WHAT IS ASKED
1 - Answer these questions using the post about chicken with morels:
(a) In which city is the restaurant Au Renard Prechant located?
(b) What dish did the French chef prepare on the Great Day morning program?
(c) What did the writer eat at Au Renard Prechant many years ago?
2 - Write the next part of the post about chicken with morels, beginning immediately after its final sentence.

PASSAGE PROVIDED
========================================================================

French Recipe for Morels: Chicken with Morels

Chicken with Morel Cream Sauce. Yes—the morels are the star.

Chicken with Morel Cream Sauce. Yes—the morels are the star.

Yesterday, I taped a food segment with French chef David Baruthio on our local Great Day morning program. He made a gorgeous dish of salmon and morels. Even better, he left me a few morels to take home.

Au Renard Prechant. A classic Old World the Old world.

Au Renard Prechant. A classic Old World restaurant….in the Old world.

What I love about David giving me some morels is this: Many years ago, I dined at a wonderful restaurant in Strasbourg, France, called Au Renard Prechant. I had a veal chop with morels that I will never, ever forget.

Years later, when chef Baruthio told me he was from Strasbourg, I asked him if he’d ever been to Au Renard Prechant.

“Oui,” he said. “My father used to own it.”

Small world, n’est-ce-pas? The restaurant has long since passed from his father’s hands, but I love the fact that here in amerique profonde was the next generation treating me to some morels….
PS: If you want to see David in action, skip below this recipe to a link to video showing him making a fresh morel-asparagus salad. Oh my!

========================================================================

RAW DATA
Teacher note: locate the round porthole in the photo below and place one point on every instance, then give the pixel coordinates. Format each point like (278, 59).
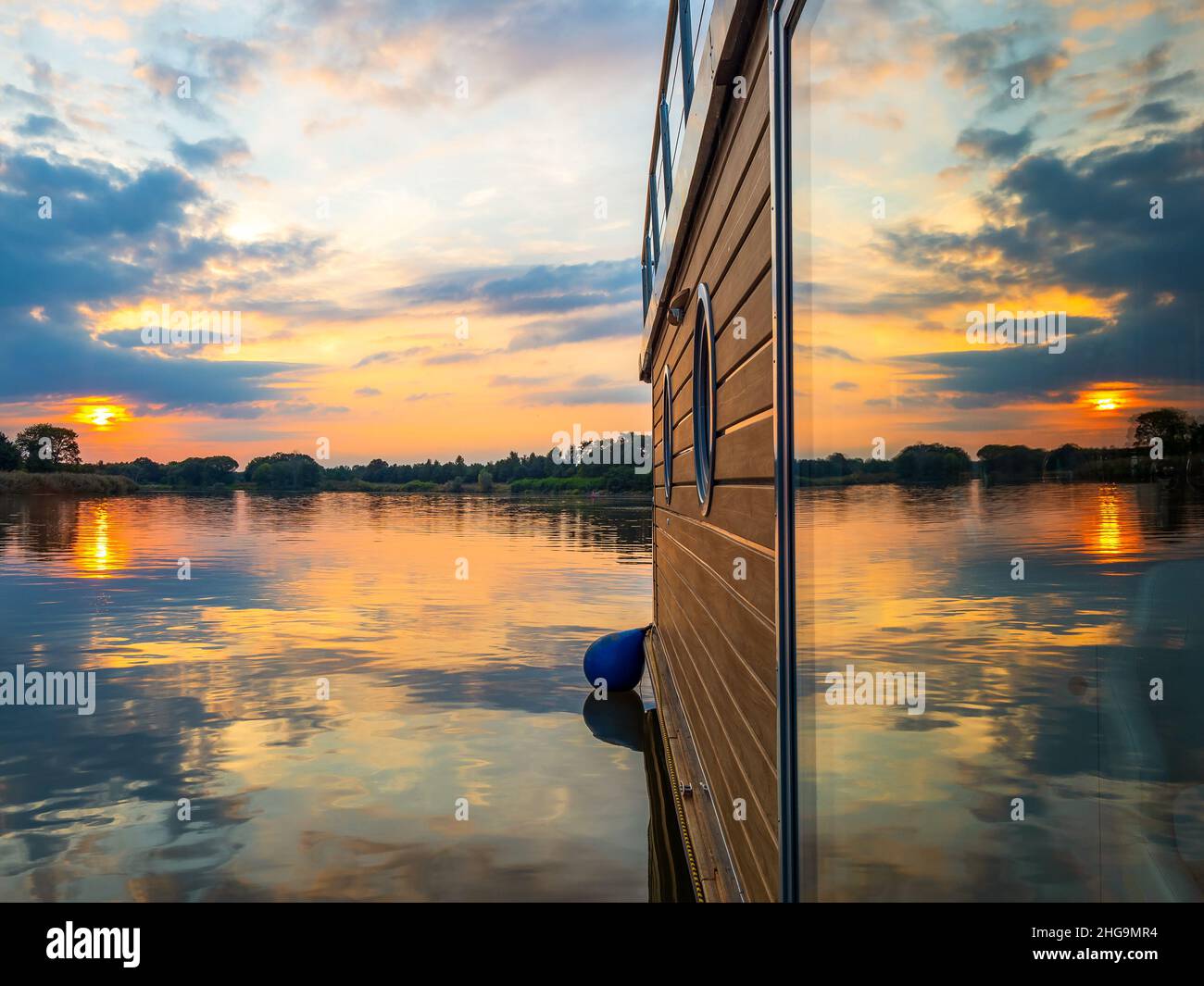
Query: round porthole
(667, 432)
(705, 399)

========================================================================

THE RESPONSES
1 -
(a) Strasbourg, France.
(b) A dish of salmon and morels.
(c) A veal chop with morels.

2 -
Anyway, here’s what I did with the lovelies that David gave me:

Chicken with Morels
Makes 4 servings

There’s a little more butter and cream in this dish than I use in most of the recipes in my book….but methinks that morel season calls for a little indulgence.

4 boneless, skinless chicken breast halves (about 1 1/4 lbs. total)
Salt and pepper to taste
1/4 cup all-purpose flour
3 tablespoons butter
1/2 pound fresh morel mushrooms, sliced in half lengthwise
1 tablespoon olive oil
1/4 cup finely chopped shallots
1 1/4 cups dry white wine
1/4 cup heavy cream
2 tablespoons snipped fresh chervil and/or and chives

1. Season both sides of the chicken with salt and pepper. Dredge the chicken in the flour; shake off excess four; set aside.

2. In a large skillet, melt 1 tablespoon the butter over medium-high heat; reduce heat to medium. Add the morels; cook about 3 minutes or until tender and brown, turning as needed; season with salt and pepper to taste. Remove to a plate in a warm spot.

3. Add the olive oil to the pan. Add chicken and cook for 6 to 8 minutes, or until lightly brown.  Scatter the shallots around (not on top of) the chicken in the pan. Let the shallots cook for about 30 seconds. Pour the wine around (not on top of) the chicken; stir the wine and shift the breasts around and loosen any browned bits underneath the chicken.

4. Let the chicken simmer in the liquid until chicken is done (170°F on an instant-read thermometer). This should take about 5 to 7 minutes more. Do not turn the chicken–you want to keep the top of the chicken dry so that it looks enticingly brown. If liquid reduces too much before the chicken is done, add a little water to the pan.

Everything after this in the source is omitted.